◆ Textauszug ◆
Der fremde Leser, der befremdete Text

Robert Schindels Frühwerk und seine gesammelten Gedichte verkünden das Andere als das Wichtige

Von Ulrich SimonRSS-Newsfeed neuer Artikel von Ulrich Simon

Besprochene Bücher / Literaturhinweise

Robert Schindels Prosa und seine Gedichte gehören zur klassischen Postmoderne, sie verweigern sich der umstandslosen Zuordnung. Doch immerhin: dem Autor haben der literarische und der intellektuelle Markt eine eindeutige Funktion zugewiesen, so dass, sobald es um Fragen des Judentums und der Vergangenheitspolitik in Deutschland oder in Österreich geht, vor allem Robert Schindel maßgebliche Argumente liefern soll. Also, Herr Sch., wie antisemitisch ist denn nun der Herr Walser und sein Roman "Tod eines Kritikers"? Allerdings sucht Schindel sehr wohl auch selbst die Öffentlichkeit, reflektiert kontinuierlich, klug und anschaulich über die deutsche und die österreichische Gesellschaft und ihre Literatur. Seine Position benennt der Untertitel eines Buches, das er 1995 herausbrachte: "Jüdisches Gedächtnis - Auskunftsbüro der Angst". Germanisten befragen vorzugsweise seine Texte und seine Biografie, wenn sie versuchen, ,jüdischer Identität' und ,Holocaust-Literatur' nachzuspüren.

Zwischen 1986 und 2003 veröffentlichte Robert Schindel sechs Lyrik-Bände. Sein Roman "Gebürtig", ein zerrspiegelartiges Kaleidoskop zu Österreich und BRD in den 80er Jahren mit bestechenden Dialogen und ergreifenden Introspektionen, erreichte allein im Erscheinungsjahr 1992 drei Auflagen und gilt zu Recht als zentraler Text zur literarischen Darstellung der anhaltenden Folgen der nationalsozialistischen Vergangenheit. Hartmut Steinecke attestierte dem Autor unlängst, er habe anders als viele "eine größere Sensibilität für eine Atmosphäre, ein schärferes Gehör für Alltagsäußerungen und Zwischentöne, für Änderungen in Mentalitäten, die sich nicht in Regierungserklärungen und Koalitionsvereinbarungen niederschlagen." Schindels Roman registrierte eine Reihe solcher Alltagssymptome und seine Leser habe der Aufstieg der Haider-Partei Anfang 2000 nicht überraschen können. Im Jahr 2002 kam die lange angekündigte Verfilmung von "Gebürtig" in die Kinos, Schindel war an Drehbuch, Regie und Produktion beteiligt. Da der deutsche Verleih sich in einem der zentralen Themen von "Gebürtig" - der Ignoranz - übte, können deutsche Zuschauer erst seit wenigen Wochen überprüfen, ob die durchweg lobende Kritik und die Nominierung als österreichischer Oscar-Beitrag gerechtfertigt sind. (Der Roman ist derzeit nur in der fünften Auflage der Taschenbuchausgabe lieferbar, erweitert um Filmfotos und um den Aufkleber "Jetzt im Kino"; sie ist in den Regalen engagierter Buchhändler bedauerlicherweise längst zum Staubschaden geworden.)

◆ Bereitgestelltes Material ◆

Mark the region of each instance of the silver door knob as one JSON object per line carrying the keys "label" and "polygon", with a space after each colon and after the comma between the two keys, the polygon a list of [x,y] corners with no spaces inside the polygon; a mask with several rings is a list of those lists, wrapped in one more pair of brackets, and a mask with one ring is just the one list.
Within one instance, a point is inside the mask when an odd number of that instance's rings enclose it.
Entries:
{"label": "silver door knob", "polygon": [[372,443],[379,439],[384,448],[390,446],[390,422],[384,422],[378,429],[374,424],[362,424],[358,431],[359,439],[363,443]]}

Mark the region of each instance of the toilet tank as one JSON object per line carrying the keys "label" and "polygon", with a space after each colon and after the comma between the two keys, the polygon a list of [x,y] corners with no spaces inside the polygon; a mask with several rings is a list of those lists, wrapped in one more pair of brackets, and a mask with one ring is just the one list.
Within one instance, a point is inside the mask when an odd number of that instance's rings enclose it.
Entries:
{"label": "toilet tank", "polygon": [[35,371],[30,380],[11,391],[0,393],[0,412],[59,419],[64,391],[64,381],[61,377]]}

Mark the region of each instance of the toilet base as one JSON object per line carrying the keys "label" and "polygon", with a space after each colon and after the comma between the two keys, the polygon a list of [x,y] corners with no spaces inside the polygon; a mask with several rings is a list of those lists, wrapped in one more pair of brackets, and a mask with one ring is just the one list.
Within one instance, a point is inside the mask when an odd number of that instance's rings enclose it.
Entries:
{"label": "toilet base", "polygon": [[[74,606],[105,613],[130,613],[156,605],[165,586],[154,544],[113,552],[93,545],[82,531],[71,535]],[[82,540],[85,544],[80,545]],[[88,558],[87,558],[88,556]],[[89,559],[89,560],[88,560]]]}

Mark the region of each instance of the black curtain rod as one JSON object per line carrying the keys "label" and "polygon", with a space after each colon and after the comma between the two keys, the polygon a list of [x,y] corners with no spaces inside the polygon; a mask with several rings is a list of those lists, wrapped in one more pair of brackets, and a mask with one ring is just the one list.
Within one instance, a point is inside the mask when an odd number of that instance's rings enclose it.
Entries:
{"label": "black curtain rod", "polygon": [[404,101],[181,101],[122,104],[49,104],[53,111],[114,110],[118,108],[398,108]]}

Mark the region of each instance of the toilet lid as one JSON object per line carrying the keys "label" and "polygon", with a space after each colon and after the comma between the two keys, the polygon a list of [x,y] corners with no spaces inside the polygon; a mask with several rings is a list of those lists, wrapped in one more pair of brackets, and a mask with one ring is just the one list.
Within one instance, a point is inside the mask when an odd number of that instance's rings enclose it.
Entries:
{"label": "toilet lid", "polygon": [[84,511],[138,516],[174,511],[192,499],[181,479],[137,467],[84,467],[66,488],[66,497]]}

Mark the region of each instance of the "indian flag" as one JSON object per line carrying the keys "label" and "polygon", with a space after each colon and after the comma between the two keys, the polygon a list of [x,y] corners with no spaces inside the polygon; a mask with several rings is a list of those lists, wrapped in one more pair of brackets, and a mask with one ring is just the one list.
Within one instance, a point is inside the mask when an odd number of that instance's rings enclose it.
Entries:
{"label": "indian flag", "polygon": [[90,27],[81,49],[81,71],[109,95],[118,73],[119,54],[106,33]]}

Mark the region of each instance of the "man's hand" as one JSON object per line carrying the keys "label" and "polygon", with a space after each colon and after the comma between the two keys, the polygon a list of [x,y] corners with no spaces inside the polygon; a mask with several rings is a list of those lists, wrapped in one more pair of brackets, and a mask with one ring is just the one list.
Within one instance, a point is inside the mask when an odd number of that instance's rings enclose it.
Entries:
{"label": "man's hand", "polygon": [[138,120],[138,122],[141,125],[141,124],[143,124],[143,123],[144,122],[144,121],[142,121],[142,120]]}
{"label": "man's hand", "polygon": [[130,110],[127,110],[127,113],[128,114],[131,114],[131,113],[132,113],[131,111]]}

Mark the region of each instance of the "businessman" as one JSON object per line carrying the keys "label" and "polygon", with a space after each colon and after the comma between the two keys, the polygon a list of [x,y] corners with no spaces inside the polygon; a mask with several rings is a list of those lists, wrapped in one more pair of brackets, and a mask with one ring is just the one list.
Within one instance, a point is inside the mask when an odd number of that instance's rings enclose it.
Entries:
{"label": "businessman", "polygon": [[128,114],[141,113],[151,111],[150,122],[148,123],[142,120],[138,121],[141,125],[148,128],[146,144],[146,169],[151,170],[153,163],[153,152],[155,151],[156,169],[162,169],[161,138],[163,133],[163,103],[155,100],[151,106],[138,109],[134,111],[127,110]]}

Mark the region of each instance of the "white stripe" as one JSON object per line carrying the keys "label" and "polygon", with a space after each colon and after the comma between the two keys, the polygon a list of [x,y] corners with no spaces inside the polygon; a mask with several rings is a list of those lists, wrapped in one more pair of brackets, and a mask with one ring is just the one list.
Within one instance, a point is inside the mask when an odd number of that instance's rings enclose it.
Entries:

◆ Was zu tun ist ◆
- A) In welchem Jahr kam laut der Besprechung zu Robert Schindel die Verfilmung von „Gebürtig“ in die Kinos?
- B) Gib den Absatz „Zwischen 1986 und 2003 veröffentlichte“ aus der Besprechung zu Robert Schindel als Stichpunktliste wieder, ohne seine wichtigsten Fakten zu verlieren.

◆ Antworten je Aufgabe ◆
- A) 2002

- B)
- Zwischen 1986 und 2003 veröffentlichte Schindel sechs Lyrik-Bände.
- Sein Roman „Gebürtig“, ein Kaleidoskop zu Österreich und der BRD in den 80er Jahren, erreichte im Erscheinungsjahr 1992 drei Auflagen. Er gilt als zentraler Text zur literarischen Darstellung der anhaltenden Folgen der nationalsozialistischen Vergangenheit.
- Hartmut Steinecke bescheinigte dem Autor eine größere Sensibilität für Atmosphäre, Alltagsäußerungen, Zwischentöne und Änderungen in Mentalitäten.
- Der Roman registrierte solche Alltagssymptome, daher konnte der Aufstieg der Haider-Partei Anfang 2000 seine Leser nicht überraschen.
- 2002 kam die Verfilmung in die Kinos. Schindel war an Drehbuch, Regie und Produktion beteiligt.
- Deutsche Zuschauer können den Film wegen des deutschen Verleihs erst seit wenigen Wochen sehen. Die Kritik war durchweg lobend, und der Film wurde als österreichischer Oscar-Beitrag nominiert.
- Der Roman ist derzeit nur in der fünften Auflage der Taschenbuchausgabe lieferbar. Sie ist um Filmfotos und den Aufkleber „Jetzt im Kino“ erweitert.